§ **What is required**
Rescale the entries from the line containing "red popsicle stick." through the end of the entries, both ends included, by reproducing every line, requests included, with each point coordinate in the answers multiplied by 0.9 and rounded to a whole number, halves up. Give only those lines.

§ **Input for this task**
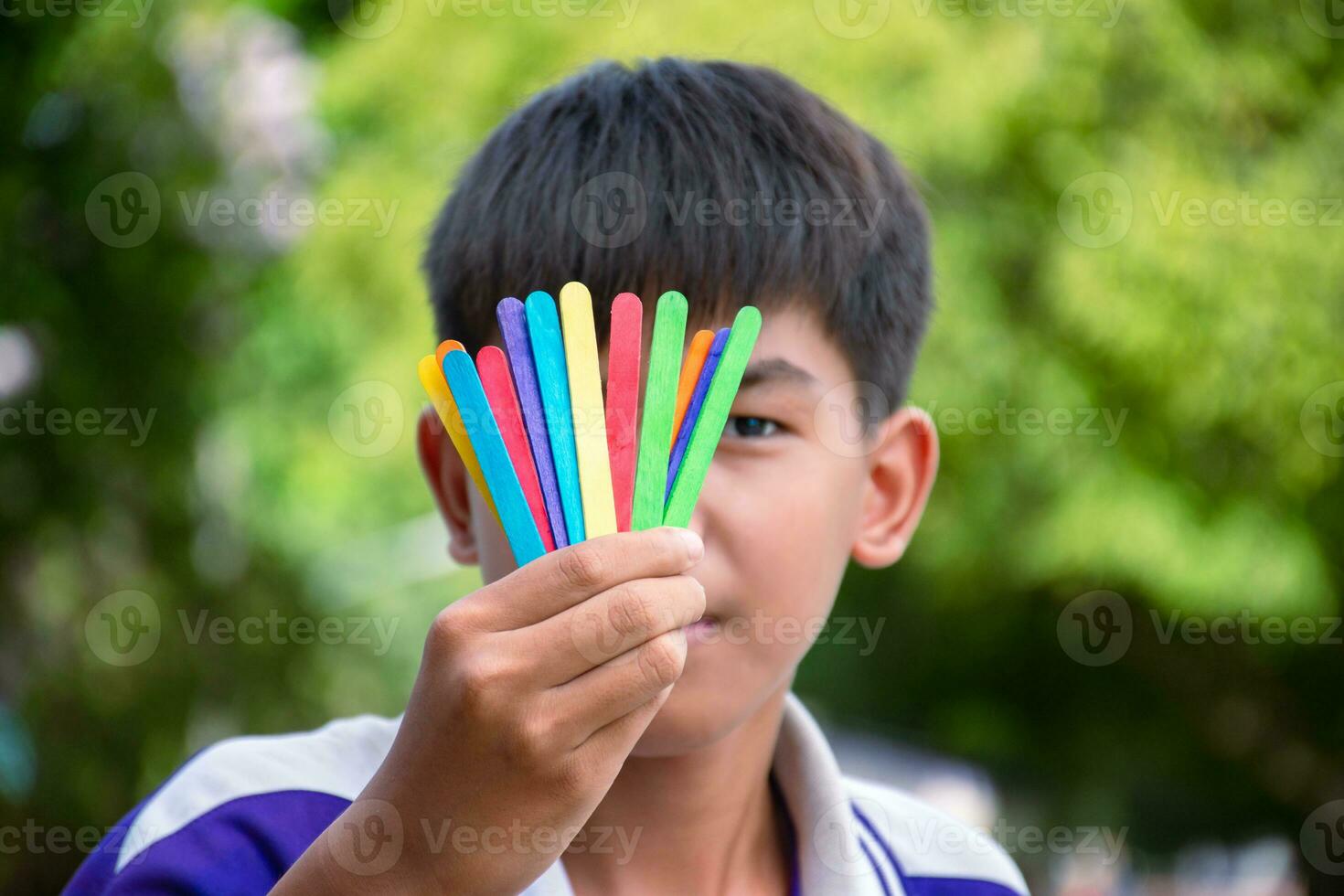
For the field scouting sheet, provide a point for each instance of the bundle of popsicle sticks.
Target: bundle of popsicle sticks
(557, 463)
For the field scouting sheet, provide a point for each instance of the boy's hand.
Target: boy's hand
(531, 693)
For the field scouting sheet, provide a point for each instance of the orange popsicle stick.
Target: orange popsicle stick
(689, 374)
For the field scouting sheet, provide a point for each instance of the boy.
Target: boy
(615, 718)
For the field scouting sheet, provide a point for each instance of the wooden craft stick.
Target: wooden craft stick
(499, 391)
(484, 434)
(445, 347)
(691, 368)
(586, 406)
(543, 326)
(702, 387)
(651, 469)
(623, 400)
(432, 378)
(714, 415)
(512, 320)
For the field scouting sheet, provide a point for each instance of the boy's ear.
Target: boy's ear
(449, 483)
(902, 468)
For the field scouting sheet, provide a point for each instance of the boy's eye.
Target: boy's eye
(752, 426)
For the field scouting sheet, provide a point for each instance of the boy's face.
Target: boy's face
(791, 496)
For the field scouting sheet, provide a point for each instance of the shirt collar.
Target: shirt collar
(832, 853)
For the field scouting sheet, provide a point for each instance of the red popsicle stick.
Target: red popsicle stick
(499, 392)
(623, 400)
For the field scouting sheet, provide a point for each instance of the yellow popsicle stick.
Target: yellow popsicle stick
(432, 378)
(586, 406)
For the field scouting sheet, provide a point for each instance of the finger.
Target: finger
(617, 739)
(606, 626)
(618, 687)
(563, 578)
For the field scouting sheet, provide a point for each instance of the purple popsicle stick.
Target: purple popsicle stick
(692, 410)
(512, 318)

§ **Solution to the exercise**
For the field scouting sheet, provide a point for each instance of the red popsicle stick.
Target: red popsicle stick
(449, 353)
(561, 360)
For the field scouting sheet, provide a point for each instance of the yellow popsicle stick.
Target: yellow popsicle stick
(389, 340)
(527, 365)
For the field scouting sheet, provide a point for each instance of the finger.
Target: finger
(555, 665)
(545, 563)
(556, 618)
(507, 520)
For the field scouting sheet, provide a point for each instance of the purple popsicle stick.
Target: purple popsicle stick
(623, 369)
(461, 286)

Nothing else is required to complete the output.